Extract the full set of records, then give each one again exactly.

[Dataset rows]
* * * * * * * * *
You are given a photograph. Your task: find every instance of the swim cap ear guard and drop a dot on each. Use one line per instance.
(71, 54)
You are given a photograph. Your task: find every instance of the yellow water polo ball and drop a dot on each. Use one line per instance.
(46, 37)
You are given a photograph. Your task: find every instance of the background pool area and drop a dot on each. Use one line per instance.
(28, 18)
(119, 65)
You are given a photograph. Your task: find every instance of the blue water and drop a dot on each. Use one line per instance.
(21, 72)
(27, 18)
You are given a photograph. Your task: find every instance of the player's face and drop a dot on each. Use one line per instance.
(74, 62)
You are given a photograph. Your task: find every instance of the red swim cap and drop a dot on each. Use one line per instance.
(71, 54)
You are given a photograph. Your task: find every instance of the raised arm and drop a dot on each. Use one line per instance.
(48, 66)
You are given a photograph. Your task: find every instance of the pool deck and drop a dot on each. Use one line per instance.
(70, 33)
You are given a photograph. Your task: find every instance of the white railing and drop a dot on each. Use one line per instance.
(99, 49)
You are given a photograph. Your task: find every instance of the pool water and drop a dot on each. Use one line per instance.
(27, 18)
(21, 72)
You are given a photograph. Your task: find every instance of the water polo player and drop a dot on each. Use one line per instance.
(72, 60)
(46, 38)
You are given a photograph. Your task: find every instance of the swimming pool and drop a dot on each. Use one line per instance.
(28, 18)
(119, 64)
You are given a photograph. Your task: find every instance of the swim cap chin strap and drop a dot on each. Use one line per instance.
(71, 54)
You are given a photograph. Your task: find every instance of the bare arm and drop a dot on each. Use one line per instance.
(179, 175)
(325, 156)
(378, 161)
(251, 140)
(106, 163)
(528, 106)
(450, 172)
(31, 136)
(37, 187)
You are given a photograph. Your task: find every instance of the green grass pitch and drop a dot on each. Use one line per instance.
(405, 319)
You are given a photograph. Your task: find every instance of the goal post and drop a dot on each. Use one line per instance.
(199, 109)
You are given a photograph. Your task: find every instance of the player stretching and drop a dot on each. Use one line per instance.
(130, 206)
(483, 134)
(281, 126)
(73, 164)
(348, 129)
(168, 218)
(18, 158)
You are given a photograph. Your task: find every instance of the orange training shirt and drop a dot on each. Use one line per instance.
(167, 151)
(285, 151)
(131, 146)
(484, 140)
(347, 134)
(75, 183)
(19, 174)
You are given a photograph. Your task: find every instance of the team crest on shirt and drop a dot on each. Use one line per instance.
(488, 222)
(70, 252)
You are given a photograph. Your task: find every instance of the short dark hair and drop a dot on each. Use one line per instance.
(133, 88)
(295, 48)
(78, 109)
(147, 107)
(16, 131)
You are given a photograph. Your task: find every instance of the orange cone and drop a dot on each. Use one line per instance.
* * * * * * * * *
## The reply
You are given a photograph. Your task: find every instance of the swim cap ear guard and drop a dot on each. Use one line per instance.
(71, 54)
You are given a photograph. Your task: find every instance of the yellow water polo ball and drop a dot on each. Use one line per instance.
(46, 37)
You are given a photograph. Your task: find every instance of the background pool area and drop a dot on each. Use one line per instance.
(28, 18)
(119, 65)
You are given a photograph. Your task: find every instance of the blue water and drop a dot on each. Use one line per instance.
(21, 72)
(27, 18)
You are given a photograph. Your task: find every instance of the player's face and drop a dot on each. Use one line per instance.
(74, 62)
You are given a photograph. Your task: find every instance of the red swim cap and drop a dot on each. Use one line per instance.
(71, 54)
You are given a photograph. Your task: find every instance of the raised arm and drop a dot on each. Use one line per instance.
(48, 66)
You are given a photograph. Your task: find every instance of the pool deck and drop a dot on each. Use one line per instance.
(70, 33)
You are given a photograph. Your task: find every instance of the white railing and drop a dot on each. Use one line per instance.
(99, 49)
You are given a photograph. Your task: find every instance of the pool water and drop a dot on each. Use one line per instance.
(27, 18)
(21, 72)
You are given a photograph. Your task: find every instance of the water polo player and drop a dot on each. Use one line per instance.
(72, 60)
(46, 38)
You are given a photograph. Your task: find every instance of the swimming pool and drop a dot on each. Use one line per instance.
(28, 18)
(119, 64)
You are given a photograph. Your task: find every instance of the swim cap chin strap and drop a dot on each. Use one line per instance.
(71, 54)
You are given a photograph. Your task: find every instance of the bare arm and drop a dot on each. Use one line per instance.
(179, 175)
(325, 156)
(378, 161)
(251, 140)
(106, 163)
(528, 106)
(450, 172)
(31, 136)
(37, 187)
You are given a photograph. Your task: find every instance of the green grass pitch and drop a dot on each. Use one line per instance.
(405, 319)
You are given a photograph. Your task: find every instance of the goal post and drop a dot on each. Use one line per instance.
(199, 109)
You are given a photograph. Your task: find every instance of the player stretching and drop a dot on each. Use one line per instance.
(130, 206)
(483, 134)
(281, 126)
(73, 164)
(348, 129)
(168, 218)
(18, 158)
You are given a photograph. Your task: find every instance of the orange training shirt and drop a dot on each. Use one line per instance.
(167, 151)
(285, 151)
(131, 146)
(484, 140)
(347, 134)
(75, 183)
(19, 174)
You are given a photograph. Your task: find every instance of the team crest on shirt and drop a dot on each. Use one line per instance.
(488, 222)
(70, 252)
You are given a photograph. Your task: find every instance of the short dark hair and drop a dot on each. Use one line per instance.
(133, 88)
(295, 48)
(78, 109)
(147, 107)
(16, 131)
You are given a photograph. Your task: find every instance of the orange cone and drop a dot on each. Use one line per instance.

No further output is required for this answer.